**Assigned task**
The required result is each line of the entries below containing the string "field".

*** Opening of Materials provided ***

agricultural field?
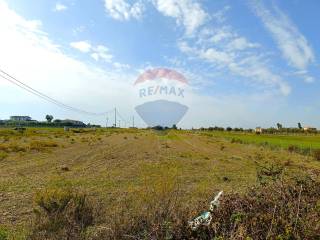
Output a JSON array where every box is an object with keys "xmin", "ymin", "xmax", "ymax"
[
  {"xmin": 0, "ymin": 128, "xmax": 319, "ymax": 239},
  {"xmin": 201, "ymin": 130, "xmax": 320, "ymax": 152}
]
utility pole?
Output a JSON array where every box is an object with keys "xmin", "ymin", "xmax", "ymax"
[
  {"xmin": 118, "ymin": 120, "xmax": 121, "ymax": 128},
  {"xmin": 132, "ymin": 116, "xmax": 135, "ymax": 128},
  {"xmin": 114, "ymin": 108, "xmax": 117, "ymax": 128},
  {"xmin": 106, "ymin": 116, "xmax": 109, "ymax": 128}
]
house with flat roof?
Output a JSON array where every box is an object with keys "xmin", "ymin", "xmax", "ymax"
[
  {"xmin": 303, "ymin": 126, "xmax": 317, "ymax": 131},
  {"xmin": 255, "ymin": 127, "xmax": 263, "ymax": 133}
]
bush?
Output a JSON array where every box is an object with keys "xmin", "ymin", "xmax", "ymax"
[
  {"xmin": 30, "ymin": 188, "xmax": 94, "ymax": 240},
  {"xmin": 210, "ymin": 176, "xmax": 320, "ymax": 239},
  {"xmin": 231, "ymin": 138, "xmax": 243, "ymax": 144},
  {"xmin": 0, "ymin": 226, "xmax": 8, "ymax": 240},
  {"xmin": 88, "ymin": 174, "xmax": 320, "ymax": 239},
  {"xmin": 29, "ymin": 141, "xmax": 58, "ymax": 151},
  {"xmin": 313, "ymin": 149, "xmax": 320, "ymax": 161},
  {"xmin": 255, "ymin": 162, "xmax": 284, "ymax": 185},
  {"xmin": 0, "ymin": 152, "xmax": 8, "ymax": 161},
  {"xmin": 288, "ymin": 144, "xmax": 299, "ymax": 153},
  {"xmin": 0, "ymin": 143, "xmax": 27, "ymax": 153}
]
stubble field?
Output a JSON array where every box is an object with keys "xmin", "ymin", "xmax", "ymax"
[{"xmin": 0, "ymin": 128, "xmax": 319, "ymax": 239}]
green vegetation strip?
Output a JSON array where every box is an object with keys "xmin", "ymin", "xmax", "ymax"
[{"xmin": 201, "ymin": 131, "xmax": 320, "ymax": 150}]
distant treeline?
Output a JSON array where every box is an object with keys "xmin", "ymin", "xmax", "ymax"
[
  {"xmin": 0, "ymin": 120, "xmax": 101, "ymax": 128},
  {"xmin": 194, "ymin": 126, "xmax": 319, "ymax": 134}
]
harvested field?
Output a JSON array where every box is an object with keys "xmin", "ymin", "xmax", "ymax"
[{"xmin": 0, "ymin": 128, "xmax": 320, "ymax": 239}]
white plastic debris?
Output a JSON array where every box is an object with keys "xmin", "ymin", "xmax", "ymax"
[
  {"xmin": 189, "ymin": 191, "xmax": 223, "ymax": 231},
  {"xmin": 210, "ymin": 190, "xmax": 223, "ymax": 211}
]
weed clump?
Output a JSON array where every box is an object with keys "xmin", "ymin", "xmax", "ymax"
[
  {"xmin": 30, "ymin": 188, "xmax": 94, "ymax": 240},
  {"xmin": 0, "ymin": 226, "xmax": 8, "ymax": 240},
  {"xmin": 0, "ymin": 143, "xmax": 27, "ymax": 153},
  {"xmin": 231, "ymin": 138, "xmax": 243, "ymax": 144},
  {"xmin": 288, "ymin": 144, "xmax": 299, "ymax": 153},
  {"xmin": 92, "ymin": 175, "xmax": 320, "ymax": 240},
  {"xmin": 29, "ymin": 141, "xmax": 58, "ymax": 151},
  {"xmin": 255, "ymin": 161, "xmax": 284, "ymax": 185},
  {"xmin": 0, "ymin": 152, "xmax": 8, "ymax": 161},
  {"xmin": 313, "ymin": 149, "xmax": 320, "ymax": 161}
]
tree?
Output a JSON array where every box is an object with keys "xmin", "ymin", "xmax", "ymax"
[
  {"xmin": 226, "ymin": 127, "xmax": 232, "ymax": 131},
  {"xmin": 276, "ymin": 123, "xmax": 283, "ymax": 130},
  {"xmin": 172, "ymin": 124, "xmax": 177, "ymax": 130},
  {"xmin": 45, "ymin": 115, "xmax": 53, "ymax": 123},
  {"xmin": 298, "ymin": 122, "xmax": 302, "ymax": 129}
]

*** Close of Materials provided ***

**Response to this task**
agricultural field?
stubble field?
harvested field?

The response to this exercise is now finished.